**WRITTEN REQUEST A**
Do these statements agree with the report below on the Barnard student government meeting? (i) Beyond Barnard has seventeen full-time staff. (ii) The Senior Class President alone asked about the link to Columbia's Center for Career Education. (iii) Barnard's job site is LionShare. Answer yes or no for each and quote the deciding words.

**TEXT TO READ**
** START **
The concept of “Beyond Barnard” conjures up way more majestic images than it should.

Didn’t catch last night’s meeting of Barnard’s Student Government Association last night? We can’t imagine what you were doing that was more important. In any case, Barnard Bureau Chief Dassi Karp was there, and she reports back about Beyond Barnard and other initiatives that just might work.

Barnard’s SGA meetings have fallen into a consistent pattern in the past months: administrative or student guests, time for questions, then vote on an endowment fund proposal. This week, the guests were Nikki Youngblood Giles and A-J Aronstein, Associate Deans of Beyond Barnard. The two spoke about, you guessed it, Beyond Barnard, the school’s new initiative/department that combines certain student services. The meeting ended up being a whirlwind of assurances of quality and organization with illustrations of how things might not actually get better. Sound fascinating? I actually learned some things–read on and you can too.

Beyond Barnard combines Barnard career development, student employment, internships, and fellowship programs into one space and one integrated team of seventeen full time staff. Career development and student employment reorganized themselves last year as well (I spent such a long time in the wrong office once, before I realized), but hopefully this time it will stick. “We had all these great services,”said Youngblood Giles, “and we wanted to bring them all together in a way that will target resources from the very beginning.” This involves creating intentional activities and programs under a “single and unified entity.” This is a big promise, as the reorganization hopes to create a clear and helpful system instead of the mess of services that have existed until now. A common complaint among Barnard students is the need be savvy about using employment and advising services, instead of them being readily accessible to all.

The visitors didn’t go into a lot of detail, and mostly just expressed hopes for a better organized and accesible future. But our representatives, of course, had questions. The most hard hitting and consistently dodged question was posed by Senior Class President Ambika Mookerjee and Junior Rep to the Board of Trustees Tamar Dayanim. Both asked about the relationship between Barnard Career Development, and now Beyond Barnard,  and Columbia’s Center for Career Education. Barnard students often find that because of the weird (nonsensical, frustratingly and unnecessarily complex) relationship between Barnard and the rest of the University, they are often not presented with the same opportunities as their CC/SEAS/GS peers. This includes not allowing Barnard students into certain career fairs as well as the difference between quantity and often types of jobs posted on Columbia’s LionShare and Barnard’s Handshake job sites. It seems, moreover, that this is not due to the preferences of employers, many (most? Its unclear how to quantify this) are equally as happy to interview and hire Barnard students as they are with their peers across the street, and may even assume that their outreach, both online and in person, reaches students of all the colleges. It is the schools themselves that at time seem to be getting in the way of Barnard student success. This assertion was thoroughly evaded by Youngblood Giles and Aronstein. Instead, they responded by describing their office’s often successful efforts to create independent relationships with major employers. “We don’t want them to have to look across the street to find you,” said Aronstein. “We want to companies to know that if you want brilliant women, you come to Barnard.” And sure, Barnard does have a unique identity, and I think Barnard students appreciate the work done to make that recognized. But do you know where else employers go to look for brilliant women (and people)? Columbia University! The general sentiment seems to be that Barnard students are more than willing to “cross the street,” if only the institutions that are meant to support them stop blocking the way.
** END **
**WRITTEN REQUEST B**
Which lines in the rows below show the string "imagine", with case counting? Copy each of those lines.

**DATA TO USE**
** START **
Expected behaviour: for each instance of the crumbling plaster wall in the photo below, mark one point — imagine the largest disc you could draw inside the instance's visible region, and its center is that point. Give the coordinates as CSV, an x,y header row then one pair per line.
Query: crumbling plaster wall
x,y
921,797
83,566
** END **
**WRITTEN RESPONSE A**
(i) Yes: "one integrated team of seventeen full time staff"
(ii) No: "posed by Senior Class President Ambika Mookerjee and Junior Rep to the Board of Trustees Tamar Dayanim"
(iii) No: "Columbia’s LionShare and Barnard’s Handshake job sites"

**WRITTEN RESPONSE B**
Expected behaviour: for each instance of the crumbling plaster wall in the photo below, mark one point — imagine the largest disc you could draw inside the instance's visible region, and its center is that point. Give the coordinates as CSV, an x,y header row then one pair per line.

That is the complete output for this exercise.